#### Selected excerpt

Oakville and Burlington are Officially Some of the Least Affordable Cities in Ontario


Most people are aware that it can be prohibitively expensive to purchase a home in one of the GTA's most in-demand cities.

But few are aware of how unaffordable Oakville and Burlington actually are. 

A recent report by real estate brokerage Zoocasa breaks down Ontario's most—and least—affordable cities.

While most people might assume that Toronto is the province's least affordable city, Zoocasa's data suggests that Richmond Hill is the least affordable municipality.

In the town just north of Toronto, locals earning the median household income of $88,535 would find themselves a whopping $47,962 short to purchase a home at the average price of $999,311.

In comparison, a Torontonian earning the city's median household income of $65,829 would find themselves $41,282 short of the average home price of $785,223.

In many cases, a city is more affordable when it has more condos, as they’re typically cheaper than low-rise homes. 

To determine which markets are most aligned with incomes, Zoocasa calculated the required income to purchase the average home in 28 major markets across the province, assuming a 20 per-cent down payment is made at a mortgage rate of 3.14% and a 30-year amortization.

Zoocasa says this amount was then compared to the actual median household income in each region, to determine whether local home buyers face an income gap or surplus when attempting to enter the market.

In the west-end GTA, Mississauga, Brampton, Oakville and Burlington all qualify as 10 of the province's least affordable cities. 

In Mississauga, the median household income is $83,018. That means residents would find them themselves short $10,261 to purchase a home valued at $683,819.

In Brampton, household income sits at $87,290. That means residents would find themselves short $9,535 when purchasing a home valued at $709,818.

########
#### Supplied material

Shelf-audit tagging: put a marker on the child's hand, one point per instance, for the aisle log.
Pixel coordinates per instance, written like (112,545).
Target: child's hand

########

== To be done ==
According to the article on Ontario housing affordability, why is a city with more condos often more affordable?

== The answer ==
Condos are typically cheaper than low-rise homes, so a city with more of them tends to be more affordable.